== The task ==
Without changing a word, copy every line of the listing below and leave out the images.

== Extracted entries ==

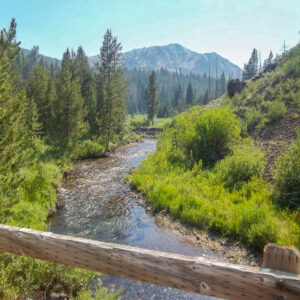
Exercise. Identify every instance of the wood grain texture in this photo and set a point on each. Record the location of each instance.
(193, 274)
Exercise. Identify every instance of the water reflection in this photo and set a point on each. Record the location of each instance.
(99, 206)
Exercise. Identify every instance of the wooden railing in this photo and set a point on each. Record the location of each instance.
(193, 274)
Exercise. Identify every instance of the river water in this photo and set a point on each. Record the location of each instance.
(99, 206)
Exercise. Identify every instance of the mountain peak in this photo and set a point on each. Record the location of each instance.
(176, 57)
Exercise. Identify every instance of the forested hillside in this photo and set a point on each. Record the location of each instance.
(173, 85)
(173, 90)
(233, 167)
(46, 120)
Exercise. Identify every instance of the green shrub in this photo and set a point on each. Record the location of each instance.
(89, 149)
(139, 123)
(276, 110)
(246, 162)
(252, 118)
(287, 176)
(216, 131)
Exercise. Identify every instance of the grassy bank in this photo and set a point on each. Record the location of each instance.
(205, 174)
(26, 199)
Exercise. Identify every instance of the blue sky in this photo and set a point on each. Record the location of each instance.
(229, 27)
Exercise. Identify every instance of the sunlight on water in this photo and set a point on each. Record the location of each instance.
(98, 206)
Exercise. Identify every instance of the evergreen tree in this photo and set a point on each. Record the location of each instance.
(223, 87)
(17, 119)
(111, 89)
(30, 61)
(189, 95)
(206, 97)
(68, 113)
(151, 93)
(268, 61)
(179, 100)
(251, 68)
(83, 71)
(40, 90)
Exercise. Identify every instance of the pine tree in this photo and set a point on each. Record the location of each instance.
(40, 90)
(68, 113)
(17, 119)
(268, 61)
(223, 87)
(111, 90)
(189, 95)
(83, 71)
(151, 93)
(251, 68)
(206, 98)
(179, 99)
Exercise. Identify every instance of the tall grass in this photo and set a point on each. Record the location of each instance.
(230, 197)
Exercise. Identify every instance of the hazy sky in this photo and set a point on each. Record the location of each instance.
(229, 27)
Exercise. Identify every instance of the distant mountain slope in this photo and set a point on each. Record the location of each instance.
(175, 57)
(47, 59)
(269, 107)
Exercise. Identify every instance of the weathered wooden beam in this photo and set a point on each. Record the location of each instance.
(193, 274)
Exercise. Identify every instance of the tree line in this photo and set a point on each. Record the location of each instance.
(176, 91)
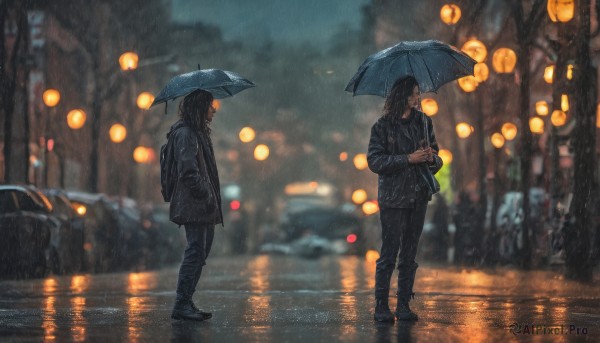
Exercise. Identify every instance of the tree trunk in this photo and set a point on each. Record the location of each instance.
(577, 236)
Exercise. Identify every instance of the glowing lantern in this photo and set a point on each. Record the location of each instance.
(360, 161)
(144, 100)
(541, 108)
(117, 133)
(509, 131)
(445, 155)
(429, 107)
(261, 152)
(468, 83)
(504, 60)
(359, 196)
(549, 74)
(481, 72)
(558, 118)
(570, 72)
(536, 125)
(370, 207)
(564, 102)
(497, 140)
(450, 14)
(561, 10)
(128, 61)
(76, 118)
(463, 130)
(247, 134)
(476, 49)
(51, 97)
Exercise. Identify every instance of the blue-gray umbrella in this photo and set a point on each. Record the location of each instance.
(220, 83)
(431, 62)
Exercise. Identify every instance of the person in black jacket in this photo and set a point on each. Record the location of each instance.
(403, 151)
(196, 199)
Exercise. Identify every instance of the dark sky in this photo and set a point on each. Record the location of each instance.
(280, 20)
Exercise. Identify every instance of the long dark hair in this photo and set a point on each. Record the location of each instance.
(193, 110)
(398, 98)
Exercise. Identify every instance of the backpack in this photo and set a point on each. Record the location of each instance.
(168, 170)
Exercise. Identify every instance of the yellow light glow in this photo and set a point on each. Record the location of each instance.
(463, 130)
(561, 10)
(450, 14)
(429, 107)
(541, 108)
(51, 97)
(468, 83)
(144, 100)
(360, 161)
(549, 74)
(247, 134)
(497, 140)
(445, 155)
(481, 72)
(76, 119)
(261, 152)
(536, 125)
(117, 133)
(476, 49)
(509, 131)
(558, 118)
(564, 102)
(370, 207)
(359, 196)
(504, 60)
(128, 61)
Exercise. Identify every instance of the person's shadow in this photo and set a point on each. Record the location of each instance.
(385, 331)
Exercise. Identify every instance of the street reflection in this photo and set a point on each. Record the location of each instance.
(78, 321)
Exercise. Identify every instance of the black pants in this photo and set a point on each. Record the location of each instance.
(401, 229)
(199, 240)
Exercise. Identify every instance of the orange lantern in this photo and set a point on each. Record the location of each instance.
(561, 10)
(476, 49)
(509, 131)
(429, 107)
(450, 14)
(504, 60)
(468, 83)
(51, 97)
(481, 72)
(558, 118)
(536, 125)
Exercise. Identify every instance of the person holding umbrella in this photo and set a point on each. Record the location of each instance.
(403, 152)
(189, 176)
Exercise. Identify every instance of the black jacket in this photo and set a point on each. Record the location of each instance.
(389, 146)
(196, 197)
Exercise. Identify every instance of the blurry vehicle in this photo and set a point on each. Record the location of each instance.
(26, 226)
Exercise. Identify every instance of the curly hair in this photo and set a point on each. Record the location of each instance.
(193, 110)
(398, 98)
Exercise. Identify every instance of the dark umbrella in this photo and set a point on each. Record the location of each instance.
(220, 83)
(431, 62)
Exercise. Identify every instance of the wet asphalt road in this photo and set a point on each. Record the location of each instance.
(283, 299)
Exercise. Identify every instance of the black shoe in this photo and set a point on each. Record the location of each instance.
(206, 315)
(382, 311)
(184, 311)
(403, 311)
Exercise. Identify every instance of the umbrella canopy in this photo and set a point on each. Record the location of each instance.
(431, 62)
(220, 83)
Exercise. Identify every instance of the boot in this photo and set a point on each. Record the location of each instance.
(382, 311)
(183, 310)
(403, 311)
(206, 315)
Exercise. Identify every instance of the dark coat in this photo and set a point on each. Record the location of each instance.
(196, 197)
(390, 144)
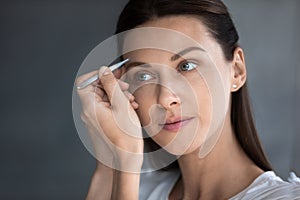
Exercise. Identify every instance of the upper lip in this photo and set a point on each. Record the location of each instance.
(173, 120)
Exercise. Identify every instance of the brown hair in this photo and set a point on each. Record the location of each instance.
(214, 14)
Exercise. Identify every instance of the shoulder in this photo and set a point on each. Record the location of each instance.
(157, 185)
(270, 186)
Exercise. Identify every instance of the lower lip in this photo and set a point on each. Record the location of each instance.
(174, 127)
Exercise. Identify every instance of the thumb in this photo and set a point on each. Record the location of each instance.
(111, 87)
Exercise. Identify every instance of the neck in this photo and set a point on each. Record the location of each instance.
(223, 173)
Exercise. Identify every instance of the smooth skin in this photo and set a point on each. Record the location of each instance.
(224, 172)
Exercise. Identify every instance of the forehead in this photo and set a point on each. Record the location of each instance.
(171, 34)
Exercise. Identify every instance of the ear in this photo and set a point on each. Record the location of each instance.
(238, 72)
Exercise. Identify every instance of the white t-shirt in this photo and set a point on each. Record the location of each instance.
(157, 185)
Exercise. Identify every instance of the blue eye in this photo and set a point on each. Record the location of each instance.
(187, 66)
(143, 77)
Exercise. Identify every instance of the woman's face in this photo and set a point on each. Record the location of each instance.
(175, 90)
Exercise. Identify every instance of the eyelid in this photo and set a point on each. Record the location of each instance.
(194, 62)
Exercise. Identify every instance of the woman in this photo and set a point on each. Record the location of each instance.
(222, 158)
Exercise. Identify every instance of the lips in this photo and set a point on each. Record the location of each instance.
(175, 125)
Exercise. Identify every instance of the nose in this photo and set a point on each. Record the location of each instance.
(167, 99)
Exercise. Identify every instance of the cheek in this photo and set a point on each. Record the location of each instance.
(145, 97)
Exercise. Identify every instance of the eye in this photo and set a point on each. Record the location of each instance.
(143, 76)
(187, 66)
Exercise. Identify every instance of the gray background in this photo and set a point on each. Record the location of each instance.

== Output of the task ==
Exercise. Identify every instance of the wood grain texture in this photo and set a point on each. Record the location of each instance.
(193, 274)
Exercise. Identify every instance of the water reflection in this photo and set a point on each. Record the location of each instance.
(99, 206)
Exercise. Identify every instance of the wooden railing in this photo and set a point on each. Record the location of each instance.
(193, 274)
Exercise. Identify every instance of the river water in this photo and set a point on each. Record the location of each instance.
(99, 206)
Exercise. Identify every instance of the mountain peak in this photo and set a point on each. Record the location of each instance.
(176, 57)
Exercise. Identify every instance of the forested hillside in this photo and set a point on each. Record the location of each instance.
(173, 85)
(173, 90)
(233, 167)
(46, 120)
Exercise. Identify every instance of the green shrub in this photo and set a point on each. Record the location of each instance.
(89, 149)
(139, 123)
(276, 110)
(246, 162)
(252, 118)
(287, 176)
(216, 131)
Exercise. Identify every instance of the grassy bank in this photo and set a point on each. Record the location of each instance.
(205, 174)
(26, 199)
Exercise. Identify every instance of the blue sky in this photo and set a point on each. Record the location of each instance.
(229, 27)
Exercise. Identify every instance of the sunlight on water in this photo and set a point on each. Record the location of each instance.
(98, 206)
Exercise. Identify every instance of the evergreen tree in this photo and set a point on each. Record the location of each instance.
(223, 87)
(17, 119)
(111, 89)
(30, 61)
(189, 95)
(206, 97)
(68, 113)
(151, 93)
(268, 61)
(179, 100)
(251, 68)
(83, 71)
(40, 90)
Exercise. Identify every instance of the pine tree in this photo and set a point on each. Record the location of each instance.
(40, 90)
(68, 113)
(17, 119)
(268, 61)
(223, 87)
(111, 90)
(189, 95)
(83, 71)
(151, 93)
(251, 68)
(206, 98)
(179, 99)
Exercise. Identify every instance of the tall grass in this photo and set a point on each. Record the location of each instance.
(230, 197)
Exercise. Identify every instance of the hazy sky in this photo and set a point on each. Record the location of each instance.
(229, 27)
Exercise. Identify every instance of the distant mountain slope in this photo and set a point on each. Record the location of each instance.
(175, 57)
(47, 59)
(269, 107)
Exercise. Identify every instance of the weathered wooden beam in this photo and set a point on each. Record the location of each instance.
(193, 274)
Exercise. Identify every instance of the tree line in this photo and set a point on each. Record the location of each instance.
(176, 91)
Exercise. Identify every instance of the tree trunk in this photo and set a point on each. Record the location of each instance.
(577, 236)
Exercise. Identify every instance of the glowing lantern in this photo and set a point on each. Record the location of each instance.
(360, 161)
(144, 100)
(541, 108)
(117, 133)
(509, 131)
(445, 155)
(429, 107)
(261, 152)
(468, 83)
(504, 60)
(359, 196)
(549, 74)
(481, 72)
(558, 118)
(570, 72)
(536, 125)
(370, 207)
(564, 102)
(497, 140)
(450, 14)
(561, 10)
(128, 61)
(76, 118)
(463, 130)
(247, 134)
(476, 49)
(51, 97)
Exercise. Identify every instance of the blue-gray umbrella in this photo and set a point on each. Record the location of each instance.
(220, 83)
(431, 62)
Exercise. Identify every instance of the person in black jacket in this photo and set a point on each. Record the location of each instance.
(403, 151)
(196, 199)
Exercise. Identify every instance of the dark sky in this photo and set a point on each. Record the location of each instance.
(280, 20)
Exercise. Identify every instance of the long dark hair in this photo and set a point on each. Record the location of each instance.
(193, 110)
(398, 98)
Exercise. Identify every instance of the backpack in this photo and set a point on each. Record the location of each instance.
(168, 170)
Exercise. Identify every instance of the yellow light glow in this photo and set a point on each. Record the location of each instance.
(463, 130)
(561, 10)
(450, 14)
(429, 107)
(541, 108)
(51, 97)
(468, 83)
(144, 100)
(360, 161)
(549, 74)
(247, 134)
(497, 140)
(445, 155)
(481, 72)
(76, 119)
(261, 152)
(536, 125)
(117, 133)
(476, 49)
(509, 131)
(558, 118)
(564, 102)
(370, 207)
(359, 196)
(504, 60)
(128, 61)
Exercise. Identify every instance of the person's shadow in this photo and set a point on each. Record the location of each instance.
(385, 331)
Exercise. Identify every instance of the street reflection in this photo and set a point on each. Record the location of each instance.
(78, 321)
Exercise. Identify every instance of the black pants in this photo and set a point on each. Record the location of each instance.
(401, 229)
(199, 240)
Exercise. Identify every instance of the orange lantern in this photo and set a point on each. Record the location of each instance.
(561, 10)
(476, 49)
(509, 131)
(429, 107)
(450, 14)
(504, 60)
(468, 83)
(51, 97)
(481, 72)
(558, 118)
(536, 125)
Exercise. Identify every instance of the person holding umbrella in this photo and set a point on each. Record the location of each instance.
(403, 152)
(189, 176)
Exercise. Identify every instance of the black jacket in this photo and set a point on each. Record the location of each instance.
(389, 146)
(196, 197)
Exercise. Identify every instance of the blurry vehicle in this photo and set a point on each. Record the location of each instance.
(26, 226)
Exercise. Identify every instance of the curly hair in this photo and set a point on each. Record the location of each instance.
(193, 110)
(398, 98)
Exercise. Identify every instance of the dark umbrella in this photo and set a point on each. Record the location of each instance.
(220, 83)
(431, 62)
Exercise. Identify every instance of the wet asphalt road in this photo and set a point on each. Record the location of each instance.
(283, 299)
Exercise. Identify every instance of the black shoe in this photo and set a point on each. Record the location of each instance.
(206, 315)
(382, 311)
(184, 311)
(403, 311)
Exercise. Identify every instance of the umbrella canopy in this photo and set a point on each. Record the location of each instance.
(431, 62)
(220, 83)
Exercise. Identify every instance of the boot in this photo and set a point on each. Record the location of each instance.
(382, 311)
(183, 310)
(403, 311)
(206, 315)
Exercise. Identify every instance of the dark coat in this photo and set a point on each. Record the location of each instance.
(196, 197)
(390, 144)
Exercise. Identify every instance of the upper lip in this photo and set a point on each. Record the location of each instance.
(173, 120)
Exercise. Identify every instance of the brown hair in this photo and set a point on each. Record the location of each instance.
(214, 14)
Exercise. Identify every instance of the shoulder in this photo and set a point on each. Record the location of each instance.
(157, 185)
(270, 186)
Exercise. Identify every instance of the lower lip in this photo and set a point on each. Record the location of each instance.
(174, 127)
Exercise. Identify every instance of the thumb in this photo and set a point on each. Record the location of each instance.
(111, 87)
Exercise. Identify every instance of the neck in this photo and set a point on each. Record the location of each instance.
(223, 173)
Exercise. Identify every instance of the smooth skin in this photo and set a point on each. Record the location of each instance.
(224, 172)
Exercise. Identify every instance of the forehead in this photo and set a point on each. Record the location of each instance.
(171, 34)
Exercise. Identify every instance of the ear in this photo and set a point on each. Record the location of each instance.
(238, 72)
Exercise. Identify every instance of the white t-shirt in this photo and set a point on each. Record the location of each instance.
(157, 185)
Exercise. Identify every instance of the blue eye in this photo and set a point on each. Record the location of each instance.
(187, 66)
(143, 77)
Exercise. Identify every instance of the woman's face in this photo and set a point on each. Record the location of each instance.
(175, 90)
Exercise. Identify every instance of the eyelid in this photo and set a point on each. Record the location of each instance.
(194, 62)
Exercise. Identify every instance of the woman in this photo and set a point on each. Record the location of each instance.
(222, 158)
Exercise. Identify every instance of the lips in this photo and set a point on each. Record the location of each instance.
(175, 125)
Exercise. Identify every instance of the nose in this photo and set a point on each. Record the location of each instance.
(167, 99)
Exercise. Identify every instance of the cheek in this photo and set a point on each. Record the location of each instance.
(145, 97)
Exercise. Identify every instance of the eye in this photo and set a point on each. Record the location of each instance.
(143, 76)
(187, 66)
Exercise. Identify every instance of the gray background in this photo and set a point on each. Record the location of each instance.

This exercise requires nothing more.